» **DATA LISTING**:
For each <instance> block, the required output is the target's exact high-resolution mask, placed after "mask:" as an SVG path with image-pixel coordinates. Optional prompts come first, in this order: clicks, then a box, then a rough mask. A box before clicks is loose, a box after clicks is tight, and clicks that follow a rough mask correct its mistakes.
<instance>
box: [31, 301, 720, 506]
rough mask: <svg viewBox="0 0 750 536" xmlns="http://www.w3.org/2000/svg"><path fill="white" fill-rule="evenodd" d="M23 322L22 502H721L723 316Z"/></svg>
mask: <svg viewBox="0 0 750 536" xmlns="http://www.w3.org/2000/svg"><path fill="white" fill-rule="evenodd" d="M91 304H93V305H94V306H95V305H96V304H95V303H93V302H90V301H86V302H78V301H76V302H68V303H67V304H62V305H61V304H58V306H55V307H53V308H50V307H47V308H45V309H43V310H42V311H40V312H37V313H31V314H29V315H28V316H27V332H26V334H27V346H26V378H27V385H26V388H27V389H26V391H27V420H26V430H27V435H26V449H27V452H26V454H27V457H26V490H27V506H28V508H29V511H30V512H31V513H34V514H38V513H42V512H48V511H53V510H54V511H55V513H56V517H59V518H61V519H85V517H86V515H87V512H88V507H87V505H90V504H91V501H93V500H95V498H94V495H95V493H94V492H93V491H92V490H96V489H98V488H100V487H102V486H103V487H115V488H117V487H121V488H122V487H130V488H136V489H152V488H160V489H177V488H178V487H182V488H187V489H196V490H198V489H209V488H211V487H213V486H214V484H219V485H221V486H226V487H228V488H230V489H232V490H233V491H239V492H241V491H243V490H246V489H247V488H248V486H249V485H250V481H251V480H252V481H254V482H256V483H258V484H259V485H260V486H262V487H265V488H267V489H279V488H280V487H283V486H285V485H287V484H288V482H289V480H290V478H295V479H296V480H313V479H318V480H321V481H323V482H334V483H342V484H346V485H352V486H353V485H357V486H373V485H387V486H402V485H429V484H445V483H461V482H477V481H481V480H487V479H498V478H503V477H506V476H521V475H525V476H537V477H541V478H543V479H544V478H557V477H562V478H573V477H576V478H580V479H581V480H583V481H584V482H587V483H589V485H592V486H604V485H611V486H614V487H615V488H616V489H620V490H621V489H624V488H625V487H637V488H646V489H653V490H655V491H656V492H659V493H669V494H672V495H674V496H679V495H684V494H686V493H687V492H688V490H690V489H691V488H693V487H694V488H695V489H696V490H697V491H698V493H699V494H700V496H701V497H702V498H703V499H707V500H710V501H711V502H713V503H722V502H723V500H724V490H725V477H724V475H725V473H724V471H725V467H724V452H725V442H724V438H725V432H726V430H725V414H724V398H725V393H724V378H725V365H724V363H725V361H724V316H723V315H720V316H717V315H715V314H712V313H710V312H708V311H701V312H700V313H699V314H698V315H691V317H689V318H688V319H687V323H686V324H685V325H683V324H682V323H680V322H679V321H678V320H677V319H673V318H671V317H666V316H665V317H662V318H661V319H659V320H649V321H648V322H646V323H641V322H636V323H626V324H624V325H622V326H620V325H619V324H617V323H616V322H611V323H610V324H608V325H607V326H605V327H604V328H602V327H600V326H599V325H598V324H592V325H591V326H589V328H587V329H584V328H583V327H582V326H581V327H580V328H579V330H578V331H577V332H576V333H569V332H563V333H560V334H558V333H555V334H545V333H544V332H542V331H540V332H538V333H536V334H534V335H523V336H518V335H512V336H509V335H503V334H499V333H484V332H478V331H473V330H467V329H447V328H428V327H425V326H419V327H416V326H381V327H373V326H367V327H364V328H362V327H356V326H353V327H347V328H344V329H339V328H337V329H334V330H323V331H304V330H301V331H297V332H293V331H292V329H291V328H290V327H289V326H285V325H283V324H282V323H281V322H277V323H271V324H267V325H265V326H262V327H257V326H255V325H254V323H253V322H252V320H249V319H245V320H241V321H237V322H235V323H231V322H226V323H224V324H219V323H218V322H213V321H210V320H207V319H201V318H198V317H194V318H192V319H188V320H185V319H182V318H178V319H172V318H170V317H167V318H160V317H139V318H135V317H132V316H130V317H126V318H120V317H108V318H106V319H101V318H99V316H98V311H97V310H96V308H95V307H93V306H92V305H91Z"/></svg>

» **DESCRIPTION OF THE TASK**: An unaltered copy of the listing above must form the answer.

» **REPLY**:
For each <instance> block, the required output is the target's exact high-resolution mask, placed after "mask:" as an SVG path with image-pixel coordinates. Optional prompts come first, in this order: clicks, then a box, then a rough mask. A box before clicks is loose, a box after clicks is tight, and clicks that follow a rough mask correct its mistakes.
<instance>
box: [31, 301, 720, 506]
rough mask: <svg viewBox="0 0 750 536" xmlns="http://www.w3.org/2000/svg"><path fill="white" fill-rule="evenodd" d="M23 322L22 502H721L723 316Z"/></svg>
mask: <svg viewBox="0 0 750 536" xmlns="http://www.w3.org/2000/svg"><path fill="white" fill-rule="evenodd" d="M91 304H93V305H94V306H95V305H96V304H95V303H93V302H90V301H86V302H78V301H76V302H68V303H67V304H62V305H61V304H58V306H55V307H53V308H50V307H47V308H45V309H43V310H42V311H40V312H37V313H31V314H29V315H28V316H27V332H26V334H27V346H26V378H27V385H26V388H27V389H26V391H27V420H26V430H27V435H26V449H27V452H26V454H27V457H26V490H27V506H28V508H29V511H30V512H31V513H34V514H38V513H42V512H48V511H53V510H54V511H55V513H56V517H59V518H61V519H85V517H86V515H87V512H88V507H87V505H90V504H91V501H93V500H95V498H94V495H95V493H94V492H93V491H92V490H96V489H98V488H100V487H102V486H103V487H115V488H117V487H121V488H122V487H130V488H136V489H152V488H160V489H177V488H178V487H182V488H187V489H196V490H198V489H209V488H211V487H213V486H214V484H219V485H221V486H226V487H228V488H230V489H232V490H233V491H239V492H241V491H243V490H246V489H247V488H248V486H249V485H250V481H251V480H252V481H254V482H256V483H258V484H259V485H260V486H262V487H265V488H267V489H279V488H280V487H283V486H285V485H287V484H288V482H289V480H290V478H295V479H296V480H313V479H318V480H321V481H323V482H334V483H342V484H346V485H352V486H353V485H357V486H373V485H387V486H402V485H429V484H445V483H461V482H477V481H481V480H487V479H498V478H503V477H506V476H521V475H525V476H537V477H541V478H543V479H544V478H557V477H562V478H573V477H576V478H580V479H581V480H583V481H584V482H587V483H589V485H592V486H604V485H611V486H614V487H615V488H616V489H620V490H621V489H624V488H625V487H637V488H646V489H653V490H655V491H656V492H659V493H669V494H672V495H674V496H679V495H684V494H686V493H687V492H688V490H690V489H691V488H693V487H694V488H695V489H696V490H697V491H698V493H699V494H700V496H701V497H702V498H703V499H707V500H710V501H711V502H713V503H722V502H723V500H724V490H725V477H724V475H725V473H724V471H725V467H724V452H725V442H724V438H725V432H726V430H725V414H724V398H725V393H724V378H725V365H724V363H725V361H724V316H723V315H720V316H717V315H715V314H712V313H710V312H708V311H701V312H700V313H699V314H698V315H691V317H689V318H688V319H687V323H686V324H685V325H683V324H682V323H680V322H679V321H678V320H677V319H673V318H671V317H666V316H665V317H662V318H661V319H659V320H649V321H648V322H646V323H641V322H636V323H626V324H624V325H622V326H620V325H619V324H617V323H616V322H611V323H610V324H608V325H607V326H605V327H604V328H602V327H600V326H599V325H598V324H592V325H591V326H589V328H587V329H584V328H583V327H582V326H581V327H580V328H579V330H578V331H577V332H576V333H569V332H563V333H560V334H558V333H555V334H545V333H544V332H542V331H540V332H538V333H536V334H534V335H523V336H518V335H512V336H509V335H503V334H499V333H484V332H478V331H473V330H467V329H447V328H428V327H425V326H419V327H416V326H381V327H373V326H367V327H364V328H362V327H356V326H353V327H347V328H344V329H339V328H337V329H334V330H323V331H304V330H301V331H297V332H293V331H292V329H291V328H290V327H289V326H285V325H283V324H282V323H281V322H277V323H271V324H267V325H265V326H262V327H257V326H255V325H254V323H253V322H252V320H249V319H245V320H241V321H237V322H235V323H231V322H226V323H224V324H219V323H218V322H213V321H210V320H207V319H201V318H198V317H194V318H192V319H188V320H185V319H182V318H178V319H172V318H170V317H167V318H160V317H139V318H135V317H132V316H130V317H126V318H120V317H108V318H106V319H101V318H99V316H98V311H97V310H96V308H95V307H93V306H92V305H91Z"/></svg>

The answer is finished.